> **WHAT NEEDS TO BE DONE**: Find and copy each line of the records where the string "instance" shows up.

Dataset items:
· · · ·

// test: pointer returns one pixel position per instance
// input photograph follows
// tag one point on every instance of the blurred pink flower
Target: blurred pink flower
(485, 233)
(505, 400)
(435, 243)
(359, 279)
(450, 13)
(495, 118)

· · · ·

> **RESULT**:
// test: pointer returns one pixel position per instance
// tag one point on every instance of the blurred pink flower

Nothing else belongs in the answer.